Rescale the rows starting with the line containing "[segment] stream" and going on through the line containing "POLYGON ((538 251, 534", both lines included. Reproduce all of these lines with the requests and the format samples unchanged, and multiply every coordinate in the answers by 2.05, rounding to whole numbers with halves rounded up.

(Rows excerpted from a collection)
-- -- --

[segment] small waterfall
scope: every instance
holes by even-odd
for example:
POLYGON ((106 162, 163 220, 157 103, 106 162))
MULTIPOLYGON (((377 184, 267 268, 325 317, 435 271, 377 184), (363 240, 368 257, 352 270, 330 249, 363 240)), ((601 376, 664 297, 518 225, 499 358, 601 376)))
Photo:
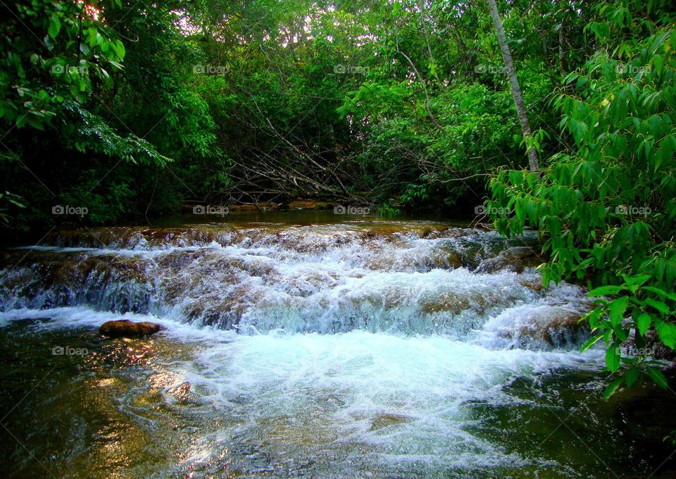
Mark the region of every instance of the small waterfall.
POLYGON ((6 256, 2 311, 85 306, 244 334, 363 330, 496 348, 560 347, 586 334, 576 321, 584 292, 542 287, 532 235, 357 221, 101 228, 44 243, 6 256))

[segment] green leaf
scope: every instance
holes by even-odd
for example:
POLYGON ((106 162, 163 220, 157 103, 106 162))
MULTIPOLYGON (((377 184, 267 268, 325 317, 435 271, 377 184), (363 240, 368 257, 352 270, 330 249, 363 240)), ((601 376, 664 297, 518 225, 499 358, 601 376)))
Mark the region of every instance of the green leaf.
POLYGON ((52 38, 56 38, 59 30, 61 30, 61 21, 58 17, 54 15, 49 18, 49 27, 47 29, 47 33, 52 38))
POLYGON ((650 328, 653 322, 653 317, 648 313, 641 313, 636 320, 636 325, 639 329, 639 334, 641 336, 646 335, 646 331, 650 328))
POLYGON ((598 341, 603 337, 603 332, 599 332, 596 336, 592 336, 592 337, 590 337, 589 339, 588 339, 587 341, 584 342, 584 344, 582 344, 582 347, 580 349, 580 352, 582 352, 584 351, 587 351, 590 347, 592 347, 594 344, 598 342, 598 341))
POLYGON ((616 343, 606 351, 606 366, 612 373, 620 368, 620 348, 616 343))
POLYGON ((676 325, 656 318, 655 329, 662 342, 672 349, 676 349, 676 325))
POLYGON ((669 306, 663 303, 661 301, 657 301, 656 299, 653 299, 652 298, 648 298, 646 299, 646 304, 653 306, 655 308, 655 309, 661 313, 664 314, 669 313, 669 306))
POLYGON ((629 306, 629 298, 626 296, 618 298, 611 303, 611 324, 613 326, 620 324, 625 317, 625 311, 627 311, 627 306, 629 306))
POLYGON ((639 368, 636 366, 630 368, 627 371, 627 385, 631 387, 639 378, 639 368))
POLYGON ((589 297, 606 296, 607 294, 617 294, 624 289, 623 286, 601 286, 592 290, 587 294, 589 297))
POLYGON ((646 368, 646 373, 648 373, 650 378, 652 379, 653 382, 658 386, 662 389, 669 388, 669 382, 667 381, 666 376, 665 376, 664 373, 659 369, 657 368, 646 368))
POLYGON ((603 391, 603 399, 606 401, 609 399, 611 396, 617 392, 618 388, 620 387, 620 385, 624 382, 624 378, 618 378, 611 382, 608 385, 608 387, 606 388, 606 390, 603 391))

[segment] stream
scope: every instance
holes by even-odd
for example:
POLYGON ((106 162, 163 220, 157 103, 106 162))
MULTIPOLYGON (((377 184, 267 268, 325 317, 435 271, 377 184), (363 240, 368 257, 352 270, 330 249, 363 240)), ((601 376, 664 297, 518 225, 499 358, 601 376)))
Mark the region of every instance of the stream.
POLYGON ((538 251, 534 232, 305 211, 2 251, 4 475, 676 476, 672 393, 603 400, 586 292, 544 288, 538 251), (113 319, 165 329, 102 337, 113 319))

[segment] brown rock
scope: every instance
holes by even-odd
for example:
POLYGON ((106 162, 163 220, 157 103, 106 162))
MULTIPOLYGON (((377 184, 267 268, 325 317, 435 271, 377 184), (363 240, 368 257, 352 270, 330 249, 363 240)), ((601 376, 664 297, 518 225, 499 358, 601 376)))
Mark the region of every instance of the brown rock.
POLYGON ((161 329, 164 328, 156 323, 149 321, 134 323, 128 319, 120 319, 106 321, 99 328, 99 332, 104 336, 110 337, 137 337, 154 335, 161 329))

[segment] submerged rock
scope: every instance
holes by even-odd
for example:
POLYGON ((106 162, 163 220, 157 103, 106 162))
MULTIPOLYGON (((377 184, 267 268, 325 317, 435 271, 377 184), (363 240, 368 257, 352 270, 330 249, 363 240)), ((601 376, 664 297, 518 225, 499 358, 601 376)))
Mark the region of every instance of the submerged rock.
POLYGON ((120 319, 106 321, 99 328, 99 332, 103 335, 110 337, 137 337, 139 336, 149 336, 162 329, 164 329, 164 328, 157 323, 151 323, 150 321, 134 323, 128 319, 120 319))

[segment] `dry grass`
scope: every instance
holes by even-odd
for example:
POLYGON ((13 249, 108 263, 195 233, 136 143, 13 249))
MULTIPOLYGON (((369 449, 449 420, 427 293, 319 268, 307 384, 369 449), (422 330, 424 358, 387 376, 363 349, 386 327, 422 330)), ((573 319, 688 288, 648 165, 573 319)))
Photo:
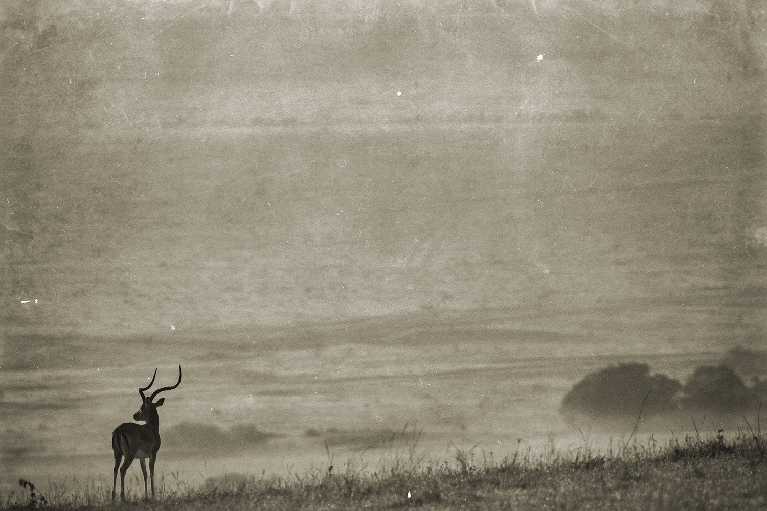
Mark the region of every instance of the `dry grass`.
POLYGON ((123 504, 111 503, 108 483, 70 493, 54 487, 46 495, 21 481, 21 492, 9 496, 4 507, 746 509, 767 501, 764 435, 759 430, 732 439, 720 431, 666 446, 634 444, 620 454, 592 452, 588 445, 539 455, 518 450, 500 461, 492 453, 456 447, 452 460, 426 460, 419 454, 418 434, 408 437, 403 451, 376 467, 350 460, 339 471, 328 450, 327 467, 303 474, 229 474, 199 487, 173 477, 162 481, 156 500, 142 502, 133 493, 123 504))

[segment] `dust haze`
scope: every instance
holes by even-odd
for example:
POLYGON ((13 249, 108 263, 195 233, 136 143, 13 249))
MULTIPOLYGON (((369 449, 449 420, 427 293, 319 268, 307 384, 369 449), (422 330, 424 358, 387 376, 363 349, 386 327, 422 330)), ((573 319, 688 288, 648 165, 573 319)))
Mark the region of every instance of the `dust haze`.
POLYGON ((0 486, 110 485, 112 430, 179 364, 157 471, 190 483, 742 426, 765 22, 749 0, 8 2, 0 486))

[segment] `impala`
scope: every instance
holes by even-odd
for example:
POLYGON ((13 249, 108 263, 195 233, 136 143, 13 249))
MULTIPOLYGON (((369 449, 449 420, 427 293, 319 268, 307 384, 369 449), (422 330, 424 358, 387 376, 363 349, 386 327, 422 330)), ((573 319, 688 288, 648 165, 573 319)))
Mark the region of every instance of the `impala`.
POLYGON ((146 491, 146 465, 144 460, 149 458, 150 479, 152 483, 152 498, 154 498, 154 462, 157 459, 157 451, 160 450, 160 418, 157 416, 157 407, 162 406, 165 398, 160 398, 156 403, 153 403, 154 397, 163 391, 176 388, 181 383, 181 366, 179 365, 179 381, 173 387, 163 387, 156 390, 152 395, 146 397, 144 391, 154 383, 154 377, 157 375, 157 369, 149 385, 139 389, 141 395, 141 408, 133 414, 134 421, 143 421, 145 424, 137 424, 135 422, 125 422, 112 431, 112 450, 114 452, 114 480, 112 482, 112 500, 117 484, 117 467, 120 461, 125 457, 125 463, 120 468, 120 498, 125 500, 125 472, 130 467, 135 458, 141 464, 141 472, 144 476, 144 498, 148 499, 146 491))

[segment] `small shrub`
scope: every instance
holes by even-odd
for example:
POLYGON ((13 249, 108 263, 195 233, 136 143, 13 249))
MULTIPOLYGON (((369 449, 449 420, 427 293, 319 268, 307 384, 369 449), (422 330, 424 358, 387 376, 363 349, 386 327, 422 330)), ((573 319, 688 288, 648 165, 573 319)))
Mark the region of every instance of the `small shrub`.
POLYGON ((673 398, 680 388, 665 375, 650 375, 647 364, 621 364, 587 375, 562 399, 560 411, 602 419, 634 418, 642 410, 643 416, 652 417, 676 410, 673 398))

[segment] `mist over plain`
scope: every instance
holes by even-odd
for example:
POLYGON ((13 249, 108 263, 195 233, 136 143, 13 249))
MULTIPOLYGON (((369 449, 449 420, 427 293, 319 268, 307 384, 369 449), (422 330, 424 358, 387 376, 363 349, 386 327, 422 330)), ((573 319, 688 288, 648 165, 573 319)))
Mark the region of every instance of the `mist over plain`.
POLYGON ((155 367, 202 480, 566 450, 589 373, 762 352, 763 12, 299 4, 5 8, 3 487, 109 479, 155 367))

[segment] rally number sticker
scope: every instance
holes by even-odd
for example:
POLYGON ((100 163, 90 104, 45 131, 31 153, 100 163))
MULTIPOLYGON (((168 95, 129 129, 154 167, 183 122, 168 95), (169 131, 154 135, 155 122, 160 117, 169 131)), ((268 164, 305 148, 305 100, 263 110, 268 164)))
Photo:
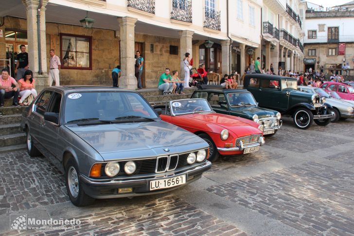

-- -- --

== Written solution ==
[segment] stream
scope: every instance
holes by even-odd
for example:
POLYGON ((106 162, 163 220, 157 103, 106 162))
MULTIPOLYGON (((377 184, 267 268, 325 317, 435 271, 377 184), (363 240, 368 257, 352 270, 330 249, 363 240)), ((601 376, 664 297, 518 225, 499 358, 601 376)))
Mark the region of every instance of the stream.
POLYGON ((1103 515, 1095 476, 625 433, 4 515, 8 974, 1386 976, 1378 806, 1236 820, 1201 599, 1115 590, 1103 515), (232 654, 338 674, 209 691, 232 654))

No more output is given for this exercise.